• What you need to do:
Pick out every line in the rows below that contains the word "sock", and copy each one.
## start Information shown
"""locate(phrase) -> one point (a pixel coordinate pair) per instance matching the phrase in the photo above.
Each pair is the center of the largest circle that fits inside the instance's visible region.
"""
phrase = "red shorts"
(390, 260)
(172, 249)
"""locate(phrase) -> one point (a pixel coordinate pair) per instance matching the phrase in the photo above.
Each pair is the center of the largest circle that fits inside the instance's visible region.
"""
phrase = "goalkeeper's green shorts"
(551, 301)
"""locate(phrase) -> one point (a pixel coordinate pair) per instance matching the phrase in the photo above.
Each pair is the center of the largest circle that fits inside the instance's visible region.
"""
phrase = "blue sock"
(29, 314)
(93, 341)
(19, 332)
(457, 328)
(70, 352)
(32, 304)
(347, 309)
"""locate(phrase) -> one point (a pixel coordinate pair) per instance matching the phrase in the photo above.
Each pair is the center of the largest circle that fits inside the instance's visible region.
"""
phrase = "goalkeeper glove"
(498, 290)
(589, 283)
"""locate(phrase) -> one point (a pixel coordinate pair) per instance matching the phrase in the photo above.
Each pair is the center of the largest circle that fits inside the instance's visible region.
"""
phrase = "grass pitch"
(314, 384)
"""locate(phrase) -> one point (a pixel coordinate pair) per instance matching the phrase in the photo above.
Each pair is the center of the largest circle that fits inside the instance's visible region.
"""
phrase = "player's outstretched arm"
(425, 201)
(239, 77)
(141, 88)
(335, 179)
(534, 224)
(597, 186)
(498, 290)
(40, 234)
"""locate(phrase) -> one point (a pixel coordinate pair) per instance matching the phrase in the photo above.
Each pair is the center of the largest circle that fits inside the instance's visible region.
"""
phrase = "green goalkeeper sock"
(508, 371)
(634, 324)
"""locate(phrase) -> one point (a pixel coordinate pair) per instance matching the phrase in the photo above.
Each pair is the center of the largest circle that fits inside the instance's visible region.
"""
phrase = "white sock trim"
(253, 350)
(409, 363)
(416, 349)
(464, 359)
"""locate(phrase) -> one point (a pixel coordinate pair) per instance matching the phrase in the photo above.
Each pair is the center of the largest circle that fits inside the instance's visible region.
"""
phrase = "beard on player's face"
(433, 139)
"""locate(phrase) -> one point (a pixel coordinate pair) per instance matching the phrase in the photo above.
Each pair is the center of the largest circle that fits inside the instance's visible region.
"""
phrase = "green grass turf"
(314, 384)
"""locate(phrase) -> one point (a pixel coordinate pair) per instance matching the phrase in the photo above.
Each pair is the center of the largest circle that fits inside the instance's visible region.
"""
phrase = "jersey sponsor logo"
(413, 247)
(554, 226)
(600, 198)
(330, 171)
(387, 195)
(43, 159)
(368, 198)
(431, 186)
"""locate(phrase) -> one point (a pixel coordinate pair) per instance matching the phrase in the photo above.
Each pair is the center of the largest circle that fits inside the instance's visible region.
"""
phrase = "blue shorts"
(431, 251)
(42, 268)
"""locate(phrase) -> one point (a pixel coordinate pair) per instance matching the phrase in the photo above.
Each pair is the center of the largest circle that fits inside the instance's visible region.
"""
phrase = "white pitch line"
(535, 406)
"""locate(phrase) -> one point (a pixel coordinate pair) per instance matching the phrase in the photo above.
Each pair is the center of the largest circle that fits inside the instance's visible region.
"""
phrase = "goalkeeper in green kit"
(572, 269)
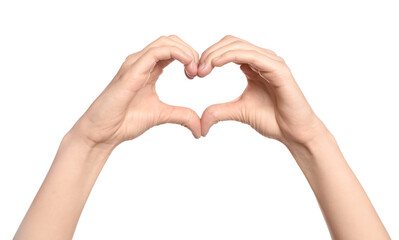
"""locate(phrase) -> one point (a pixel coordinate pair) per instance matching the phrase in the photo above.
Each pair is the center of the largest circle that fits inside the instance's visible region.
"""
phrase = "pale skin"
(272, 104)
## end Information shown
• Result:
phrase = "blue sock"
phrase = "green goalkeeper sock"
phrase = "white sock trim"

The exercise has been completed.